Friday, July 07, 2017

From the Mailbag: CTE or no CTE?

Interesting query from a reader:

"My sister went to the doctor because of some symptoms she's been having (memory loss, moodiness and headaches). She's a cyclist, and used to race competitively, and suffered concussions in the past. The doctor thinks she could possibly have CTE. She hasn't done any testing because from what she knows there's no treatment for it.

She does have health insurance through her spouse's employer, but wants to know if she gets this testing and it's in her records that she has CTE could that hurt her in the future for insurance purposes? Like if she has to switch insurance companies etc.

I know right now it wouldn't matter because of ACA. But what if things change if/when they repeal it? The way I always understood pre-existing conditions before ACA was that you could not have a gap in coverage. So if you have insurance and you're diagnosed with a condition you are covered. If you switch insurance and there is no gap in coverage it can't be considered a pre-existing condition. But if you do have a gap in coverage it could fall under pre-existing conditions. Is that how it worked before? Who knows how insurance is going to change in the future. She's just trying to figure out if she should just not do it and wait and see

First, Thank You for a really outstanding, well thought out query. There's a lot to unpack, so I'll try to be as thorough as possible.

QUESTIONS ->
A. List the symptoms that the reader's sister has been having, as given in the mailbag post about CTE and insurance.
B. Continue the mailbag post about CTE and insurance from the point where it stops.

DATA FOR ANALYSIS ->
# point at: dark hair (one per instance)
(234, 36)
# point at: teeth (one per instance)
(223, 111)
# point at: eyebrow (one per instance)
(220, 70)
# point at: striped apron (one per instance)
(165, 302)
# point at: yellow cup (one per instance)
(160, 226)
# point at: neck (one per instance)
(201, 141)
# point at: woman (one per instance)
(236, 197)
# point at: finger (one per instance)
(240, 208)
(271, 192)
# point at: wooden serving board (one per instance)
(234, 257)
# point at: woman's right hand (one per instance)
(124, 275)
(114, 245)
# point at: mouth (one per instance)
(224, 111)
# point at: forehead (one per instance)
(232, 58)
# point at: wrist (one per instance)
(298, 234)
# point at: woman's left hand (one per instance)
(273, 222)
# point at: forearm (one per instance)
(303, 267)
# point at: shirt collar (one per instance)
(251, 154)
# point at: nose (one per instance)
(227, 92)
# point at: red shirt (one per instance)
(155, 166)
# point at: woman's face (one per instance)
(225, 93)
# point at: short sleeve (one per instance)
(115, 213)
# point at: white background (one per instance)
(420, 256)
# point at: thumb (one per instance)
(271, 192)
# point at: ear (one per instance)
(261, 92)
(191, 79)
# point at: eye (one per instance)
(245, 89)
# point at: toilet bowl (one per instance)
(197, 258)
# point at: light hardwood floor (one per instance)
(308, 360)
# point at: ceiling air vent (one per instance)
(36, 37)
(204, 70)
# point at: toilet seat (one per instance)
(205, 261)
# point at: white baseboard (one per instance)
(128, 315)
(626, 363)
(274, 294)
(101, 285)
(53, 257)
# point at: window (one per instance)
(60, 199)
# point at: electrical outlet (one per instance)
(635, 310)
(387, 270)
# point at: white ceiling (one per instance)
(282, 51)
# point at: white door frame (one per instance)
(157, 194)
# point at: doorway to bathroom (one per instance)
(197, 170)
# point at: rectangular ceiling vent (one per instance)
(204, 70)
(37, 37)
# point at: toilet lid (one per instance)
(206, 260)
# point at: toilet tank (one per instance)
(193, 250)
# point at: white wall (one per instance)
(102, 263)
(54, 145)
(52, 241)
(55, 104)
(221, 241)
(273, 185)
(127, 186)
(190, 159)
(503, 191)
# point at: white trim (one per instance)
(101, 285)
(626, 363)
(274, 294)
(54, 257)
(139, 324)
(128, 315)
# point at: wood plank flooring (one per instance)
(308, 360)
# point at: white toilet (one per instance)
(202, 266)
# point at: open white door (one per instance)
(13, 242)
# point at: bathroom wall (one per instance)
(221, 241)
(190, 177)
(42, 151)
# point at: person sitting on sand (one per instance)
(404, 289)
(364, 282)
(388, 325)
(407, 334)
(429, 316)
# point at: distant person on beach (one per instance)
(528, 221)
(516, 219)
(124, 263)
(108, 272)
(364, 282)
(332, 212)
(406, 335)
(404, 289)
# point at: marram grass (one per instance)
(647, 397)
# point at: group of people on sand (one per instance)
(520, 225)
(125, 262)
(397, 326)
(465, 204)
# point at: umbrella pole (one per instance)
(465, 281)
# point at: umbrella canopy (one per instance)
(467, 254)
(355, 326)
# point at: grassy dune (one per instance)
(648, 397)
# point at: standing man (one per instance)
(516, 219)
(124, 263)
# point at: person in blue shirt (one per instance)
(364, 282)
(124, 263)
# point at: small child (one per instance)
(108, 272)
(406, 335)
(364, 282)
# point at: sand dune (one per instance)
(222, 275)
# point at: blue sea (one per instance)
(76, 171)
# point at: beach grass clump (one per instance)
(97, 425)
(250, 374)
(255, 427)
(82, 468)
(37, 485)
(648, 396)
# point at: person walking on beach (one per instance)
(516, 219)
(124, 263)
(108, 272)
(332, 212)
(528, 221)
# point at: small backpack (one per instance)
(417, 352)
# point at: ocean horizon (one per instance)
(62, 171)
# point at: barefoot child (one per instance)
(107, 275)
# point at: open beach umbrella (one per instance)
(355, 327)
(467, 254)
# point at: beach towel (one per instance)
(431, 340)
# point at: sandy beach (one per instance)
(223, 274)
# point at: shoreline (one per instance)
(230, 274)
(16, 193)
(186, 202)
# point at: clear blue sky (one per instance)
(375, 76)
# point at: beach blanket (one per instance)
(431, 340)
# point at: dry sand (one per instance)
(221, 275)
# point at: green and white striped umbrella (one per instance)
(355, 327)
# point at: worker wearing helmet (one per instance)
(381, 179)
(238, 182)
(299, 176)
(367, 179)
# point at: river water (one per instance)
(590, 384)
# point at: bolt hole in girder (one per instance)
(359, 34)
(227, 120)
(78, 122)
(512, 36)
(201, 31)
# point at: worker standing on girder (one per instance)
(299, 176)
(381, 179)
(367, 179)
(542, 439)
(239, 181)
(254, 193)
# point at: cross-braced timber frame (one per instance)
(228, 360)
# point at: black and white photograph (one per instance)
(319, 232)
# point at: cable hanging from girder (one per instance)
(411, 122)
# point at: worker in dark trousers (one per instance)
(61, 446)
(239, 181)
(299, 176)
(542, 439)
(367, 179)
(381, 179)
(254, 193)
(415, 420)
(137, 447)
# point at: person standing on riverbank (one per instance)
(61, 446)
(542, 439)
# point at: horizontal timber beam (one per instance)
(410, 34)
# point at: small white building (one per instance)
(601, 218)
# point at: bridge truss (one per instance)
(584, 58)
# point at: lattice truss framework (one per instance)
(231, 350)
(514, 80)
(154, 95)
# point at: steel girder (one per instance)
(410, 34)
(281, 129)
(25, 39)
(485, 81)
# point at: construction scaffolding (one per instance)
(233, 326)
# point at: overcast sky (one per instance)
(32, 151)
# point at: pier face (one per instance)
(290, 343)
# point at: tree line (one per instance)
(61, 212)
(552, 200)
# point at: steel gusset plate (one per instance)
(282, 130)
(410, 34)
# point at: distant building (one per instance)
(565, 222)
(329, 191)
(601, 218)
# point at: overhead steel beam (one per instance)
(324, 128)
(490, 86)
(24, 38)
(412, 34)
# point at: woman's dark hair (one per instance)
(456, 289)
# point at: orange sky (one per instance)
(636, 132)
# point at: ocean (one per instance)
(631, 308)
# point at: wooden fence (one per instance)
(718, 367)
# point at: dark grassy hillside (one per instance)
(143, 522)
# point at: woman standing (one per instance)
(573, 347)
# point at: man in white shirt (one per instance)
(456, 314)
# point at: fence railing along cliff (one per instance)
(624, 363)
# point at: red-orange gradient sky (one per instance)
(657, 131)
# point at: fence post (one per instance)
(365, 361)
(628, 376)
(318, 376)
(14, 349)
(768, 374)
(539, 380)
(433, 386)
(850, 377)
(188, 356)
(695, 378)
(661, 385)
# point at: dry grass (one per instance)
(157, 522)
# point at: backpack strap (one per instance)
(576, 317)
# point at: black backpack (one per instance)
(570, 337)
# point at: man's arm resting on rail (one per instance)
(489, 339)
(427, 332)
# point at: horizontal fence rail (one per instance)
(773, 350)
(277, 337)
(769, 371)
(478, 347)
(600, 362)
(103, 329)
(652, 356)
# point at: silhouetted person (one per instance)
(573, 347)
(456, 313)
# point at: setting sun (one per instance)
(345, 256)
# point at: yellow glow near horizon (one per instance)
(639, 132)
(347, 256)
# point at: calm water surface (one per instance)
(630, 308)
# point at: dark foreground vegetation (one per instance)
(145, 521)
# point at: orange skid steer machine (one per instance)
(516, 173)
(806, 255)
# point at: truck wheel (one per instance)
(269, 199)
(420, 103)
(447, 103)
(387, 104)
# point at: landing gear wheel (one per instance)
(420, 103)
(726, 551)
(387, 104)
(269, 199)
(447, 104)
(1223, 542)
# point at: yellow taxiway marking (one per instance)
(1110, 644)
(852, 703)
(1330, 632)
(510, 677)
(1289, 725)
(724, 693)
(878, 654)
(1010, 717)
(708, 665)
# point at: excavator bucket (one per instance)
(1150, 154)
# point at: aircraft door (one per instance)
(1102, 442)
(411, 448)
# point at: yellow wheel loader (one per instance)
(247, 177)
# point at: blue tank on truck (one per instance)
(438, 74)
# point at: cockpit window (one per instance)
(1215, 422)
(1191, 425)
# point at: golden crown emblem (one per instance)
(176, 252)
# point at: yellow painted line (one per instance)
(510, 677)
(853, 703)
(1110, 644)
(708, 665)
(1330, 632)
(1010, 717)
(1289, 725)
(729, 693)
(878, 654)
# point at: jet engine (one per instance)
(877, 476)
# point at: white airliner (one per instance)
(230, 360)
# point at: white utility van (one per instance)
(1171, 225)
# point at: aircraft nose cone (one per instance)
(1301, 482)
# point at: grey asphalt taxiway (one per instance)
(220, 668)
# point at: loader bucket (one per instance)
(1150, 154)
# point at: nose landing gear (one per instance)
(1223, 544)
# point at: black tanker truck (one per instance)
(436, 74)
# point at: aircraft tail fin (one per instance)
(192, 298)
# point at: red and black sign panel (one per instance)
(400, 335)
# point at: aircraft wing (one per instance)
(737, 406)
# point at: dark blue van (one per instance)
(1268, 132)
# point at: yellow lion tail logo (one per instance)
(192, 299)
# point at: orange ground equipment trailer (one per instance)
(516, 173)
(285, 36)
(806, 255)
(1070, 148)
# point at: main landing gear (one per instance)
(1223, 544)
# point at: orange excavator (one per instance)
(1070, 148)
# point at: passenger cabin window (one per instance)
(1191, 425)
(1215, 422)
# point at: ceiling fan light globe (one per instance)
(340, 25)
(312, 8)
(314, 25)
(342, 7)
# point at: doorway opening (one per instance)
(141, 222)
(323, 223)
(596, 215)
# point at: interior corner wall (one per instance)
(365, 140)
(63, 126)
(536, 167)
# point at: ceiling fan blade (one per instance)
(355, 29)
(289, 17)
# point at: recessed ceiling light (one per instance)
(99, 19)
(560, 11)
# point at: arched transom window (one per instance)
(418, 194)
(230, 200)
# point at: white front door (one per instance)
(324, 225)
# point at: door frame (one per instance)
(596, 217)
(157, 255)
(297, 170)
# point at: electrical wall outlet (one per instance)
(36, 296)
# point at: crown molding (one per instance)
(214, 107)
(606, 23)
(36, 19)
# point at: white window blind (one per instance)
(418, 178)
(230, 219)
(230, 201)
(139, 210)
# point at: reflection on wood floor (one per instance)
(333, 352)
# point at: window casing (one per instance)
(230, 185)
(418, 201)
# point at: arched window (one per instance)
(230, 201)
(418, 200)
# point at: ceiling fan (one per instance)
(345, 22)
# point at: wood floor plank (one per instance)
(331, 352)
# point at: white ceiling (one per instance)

EXERCISE RESULTS ->
A. memory loss, moodiness, headaches

B.
Here's the thing: we really don't know what's going to happen (or when, or even if) ACA-wise. If we go back to something that looks like pre-ACA, then yes, this is a legitimate concern. But the cat's already out of that bag:

"went to the doctor because of some symptoms she's been having"

Assuming new applications look like pre-ACA, then she's going to have to answer yes to at least one of the questions ("have you consulted a physician"). It may not be explicitly CTE, but it's likely going to be an issue, although I have no idea how much of one. But: this presumes a new app. Again, assuming something that looks like 2009, as long as she keeps continuous coverage group-to-group (or COBRA), no problem. However: that only really worked individual-to-group, or group-to-group, not group-to-individual (or individual-to-individual).

From what I've read, CTE is kinda like Alzheimer's in that it's only truly diagnosable at autopsy. While alive we're only able to infer its presence. So test or not? I don't know, but I would suggest taking the insurance element out of the equation, and look only at pro's/con's of "knowing."

Hope this helps, and best of luck to your sister-in-law and her family.